→ **Page text**
Suicide bombing, carried out by IS, at Kabul education centre kill 18 while a roadside bomb attack allegedly by Taliban kill 9
A suicide bombing at an education centre in Afghanistan’s capital Kabul killed at least 18 people and wounded dozens more on Saturday, reports Reuters citing officials.
A Ministry of Interior spokesman, Tariq Arian, cited security guards as identifying a bomber who detonated explosives in the street outside the Kawsar-e Danish educational centre.
Eighteen people were killed and 57 were injured in the attack, according to the interior ministry.
Islamic State claimed responsibility for the bombing, the group said in a statement on Telegram, without providing evidence.
A Taliban spokesman on Twitter denied responsibility for the attack, which comes at a sensitive time as teams representing the insurgents and the government meet in Qatar to seek a peace deal.
The attack took place in an area of west Kabul that is home to many from the country’s Shia community, a religious minority in Afghanistan targeted by groups such as Islamic State in the past.
Dozens of students died in the same area of Kabul in an attack on another education centre in 2018, while in May gunmen attacked a maternity ward, killing 24, including mothers and babies.
The latest attack comes on the back of heavy fighting in multiple provinces in recent weeks, which has displaced thousands of civilians in southern Helmand province.

→ **Data extract**
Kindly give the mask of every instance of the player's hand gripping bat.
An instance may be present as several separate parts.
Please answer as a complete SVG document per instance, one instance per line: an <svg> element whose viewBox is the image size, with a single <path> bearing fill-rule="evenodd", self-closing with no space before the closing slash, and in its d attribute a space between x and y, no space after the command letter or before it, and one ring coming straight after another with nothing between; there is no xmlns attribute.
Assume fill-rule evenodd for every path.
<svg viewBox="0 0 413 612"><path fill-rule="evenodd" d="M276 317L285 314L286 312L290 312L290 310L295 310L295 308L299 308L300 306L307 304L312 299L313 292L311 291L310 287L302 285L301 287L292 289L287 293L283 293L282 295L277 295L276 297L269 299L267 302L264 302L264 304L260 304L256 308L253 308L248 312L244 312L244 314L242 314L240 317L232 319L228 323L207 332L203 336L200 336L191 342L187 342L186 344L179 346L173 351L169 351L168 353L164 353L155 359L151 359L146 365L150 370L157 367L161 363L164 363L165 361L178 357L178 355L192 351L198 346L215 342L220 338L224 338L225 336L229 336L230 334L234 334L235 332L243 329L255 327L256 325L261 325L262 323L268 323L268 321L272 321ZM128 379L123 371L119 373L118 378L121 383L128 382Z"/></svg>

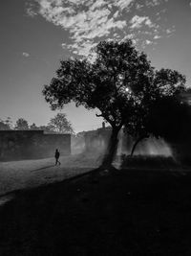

→ **Task requirements**
Can you continue the news report above on the Kabul education centre bombing, picking up after its last paragraph?

→ **Answer to the exercise**
“How much more can we endure, as individuals and as society? How many times can we rise?” asked Shaharzad Akbar, the chairperson of Afghanistan’s Independent Human Rights Commission on Twitter, saying the targeting of civilians was a war crime.
9 others killed
A roadside bomb tore through a passenger bus east of the Afghan capital on Saturday, killing nine civilians, reported AFP citing officials, in the latest attack blamed on the Taliban.
Violence on the ground has spiked in recent weeks despite the Taliban and Afghan government holding peace talks in Qatar to end the country's grinding war.
The bomb struck the bus at around 10:30 am when it was travelling from Kabul to the eastern city of Ghazni, Waheedullah Jumazada, spokesman for Ghazni governor told AFP.
"Nine civilians including three women were killed in the explosion," he said.
Four policemen were also wounded, Ghazni police spokesman Adam Khan Seerat said, blaming the Taliban for the attack.
Despite joining peace talks with the government last month, the Taliban have only increased violence in a bid to wield leverage in the negotiations.
The top US envoy to Afghanistan, Zalmay Khalilzad, said earlier this week that fighting is threatening the peace process.
On Friday, rights group Amnesty International said at least 50 people had been killed in attacks just in the preceding week, accusing the warring sides of failing to protect civilians.
"The world must sit up and take notice. Afghan civilians are being slaughtered on a daily basis," said Omar Waraich, Head of South Asia at Amnesty International.
"The international community must make the protection of civilians a core demand for their ongoing support of the peace process."
Afghan authorities also faced criticism this week after 11 children were killed in an air strike by the military that hit a mosque in the northeastern province of Takhar on Wednesday.
The authorities in Kabul insist that those killed were Taliban fighters operating in that area.